▸ **DATA EXTRACT**:
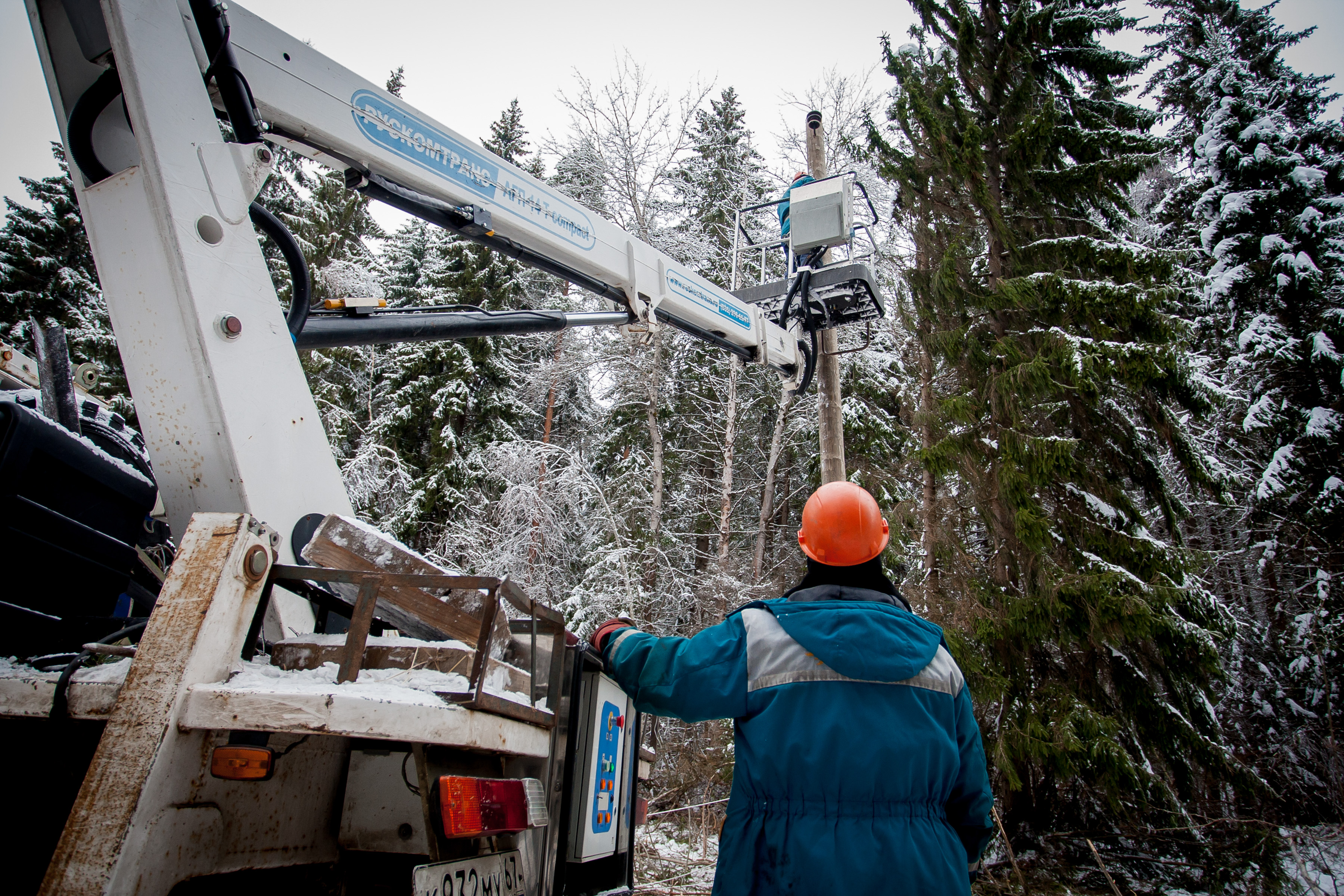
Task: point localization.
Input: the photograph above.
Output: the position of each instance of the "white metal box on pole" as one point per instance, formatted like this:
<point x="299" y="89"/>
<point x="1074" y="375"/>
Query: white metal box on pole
<point x="820" y="214"/>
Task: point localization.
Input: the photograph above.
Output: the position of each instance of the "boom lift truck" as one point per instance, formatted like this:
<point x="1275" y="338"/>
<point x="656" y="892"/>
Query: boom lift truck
<point x="515" y="769"/>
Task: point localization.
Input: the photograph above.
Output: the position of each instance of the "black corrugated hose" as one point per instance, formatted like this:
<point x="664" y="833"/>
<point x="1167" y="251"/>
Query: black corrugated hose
<point x="302" y="285"/>
<point x="80" y="125"/>
<point x="61" y="700"/>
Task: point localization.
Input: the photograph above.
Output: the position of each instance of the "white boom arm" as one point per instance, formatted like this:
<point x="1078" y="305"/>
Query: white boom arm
<point x="347" y="123"/>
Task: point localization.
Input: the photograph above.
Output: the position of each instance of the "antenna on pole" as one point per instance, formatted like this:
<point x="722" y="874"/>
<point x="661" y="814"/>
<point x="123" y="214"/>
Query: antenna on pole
<point x="830" y="408"/>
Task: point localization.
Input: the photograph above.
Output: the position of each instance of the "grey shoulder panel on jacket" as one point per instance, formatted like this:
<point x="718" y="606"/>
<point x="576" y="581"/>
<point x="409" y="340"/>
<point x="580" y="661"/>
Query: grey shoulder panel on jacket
<point x="776" y="659"/>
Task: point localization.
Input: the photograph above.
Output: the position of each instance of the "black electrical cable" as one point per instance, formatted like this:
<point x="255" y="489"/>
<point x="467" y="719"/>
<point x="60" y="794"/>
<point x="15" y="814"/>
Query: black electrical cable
<point x="83" y="117"/>
<point x="60" y="702"/>
<point x="214" y="30"/>
<point x="302" y="285"/>
<point x="452" y="220"/>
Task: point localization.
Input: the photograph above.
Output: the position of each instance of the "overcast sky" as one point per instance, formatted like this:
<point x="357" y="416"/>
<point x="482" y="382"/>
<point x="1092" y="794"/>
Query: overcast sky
<point x="464" y="63"/>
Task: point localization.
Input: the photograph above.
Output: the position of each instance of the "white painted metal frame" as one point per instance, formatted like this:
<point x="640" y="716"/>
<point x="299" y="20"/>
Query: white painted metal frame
<point x="302" y="92"/>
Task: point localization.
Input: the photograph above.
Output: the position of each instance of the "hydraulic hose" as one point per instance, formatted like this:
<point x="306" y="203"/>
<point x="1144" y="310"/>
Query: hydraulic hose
<point x="213" y="26"/>
<point x="61" y="702"/>
<point x="302" y="285"/>
<point x="83" y="117"/>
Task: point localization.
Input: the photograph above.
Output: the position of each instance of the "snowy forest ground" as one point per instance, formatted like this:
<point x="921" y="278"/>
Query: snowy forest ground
<point x="1102" y="414"/>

▸ **THE EXERCISE**: Omit every image. Quote each record exactly.

▸ **RESULT BELOW**:
Task: point localization.
Input: the photograph above.
Output: the position of each instance of the "white metal box on pole" as one point per instance, formatted like this:
<point x="299" y="89"/>
<point x="1074" y="375"/>
Query: white metal box on pole
<point x="820" y="214"/>
Task: point localization.
Input: the photograph above.
Output: the position of each instance of the "boom lift truck" as one point per instance, formatted like this:
<point x="1275" y="338"/>
<point x="656" y="892"/>
Query: boom lift truck
<point x="515" y="769"/>
Task: point localization.
Input: the photograph above.
Output: the position of each instance of the "black corrugated hose" as one point per instance, formatted like this:
<point x="664" y="833"/>
<point x="1167" y="251"/>
Query: black corrugated hose
<point x="302" y="285"/>
<point x="80" y="125"/>
<point x="61" y="700"/>
Task: point localization.
Input: the photograph above.
Output: the position of each instance of the "white boom arm" as one point per instance, formatted like this:
<point x="1078" y="305"/>
Query: white boom arm
<point x="347" y="123"/>
Task: point localization.
Input: the photograph above.
Output: the position of each instance of the "antenna on pole" as one point per instance, formatted like this:
<point x="722" y="874"/>
<point x="661" y="814"/>
<point x="123" y="214"/>
Query: antenna on pole
<point x="830" y="408"/>
Task: point localization.
Input: the photograph above.
Output: the position of each instance of the "grey shoulder panel on jacket" as one point per instance, formatted like this:
<point x="718" y="606"/>
<point x="576" y="581"/>
<point x="409" y="340"/>
<point x="580" y="661"/>
Query: grey shoulder panel on jacket
<point x="776" y="659"/>
Task: point localization.
Input: the photograph above.
Output: the position of each instance of the "black electrical cable" as one point per instance, formatted like this:
<point x="255" y="489"/>
<point x="467" y="719"/>
<point x="60" y="794"/>
<point x="15" y="814"/>
Query: black electrical cable
<point x="83" y="117"/>
<point x="60" y="702"/>
<point x="214" y="30"/>
<point x="302" y="285"/>
<point x="452" y="220"/>
Task: point localization.
Input: the photograph above.
Output: the position of each instance of the "overcast sky" as one point per instance, formatted like this:
<point x="357" y="416"/>
<point x="482" y="382"/>
<point x="1092" y="794"/>
Query: overcast sky
<point x="464" y="63"/>
Task: point localization.
Input: the photograph above.
Output: the position of each instance of the "white painted metal frame" as one point per instance, formatted like this:
<point x="640" y="716"/>
<point x="299" y="20"/>
Query: white painted metal frame
<point x="302" y="92"/>
Task: point localization.
Input: the photograph above.
Output: the position of each instance of the "hydraulic hose" as one point per instance, formatted like this:
<point x="306" y="203"/>
<point x="1144" y="310"/>
Query: hydraulic hose
<point x="213" y="26"/>
<point x="61" y="702"/>
<point x="302" y="285"/>
<point x="83" y="117"/>
Task: point localization.
Input: the photograph above.
Output: the position of each instance of the "snowy forest ground" as one point per instance, formatted like this:
<point x="921" y="278"/>
Query: snowy forest ground
<point x="1102" y="414"/>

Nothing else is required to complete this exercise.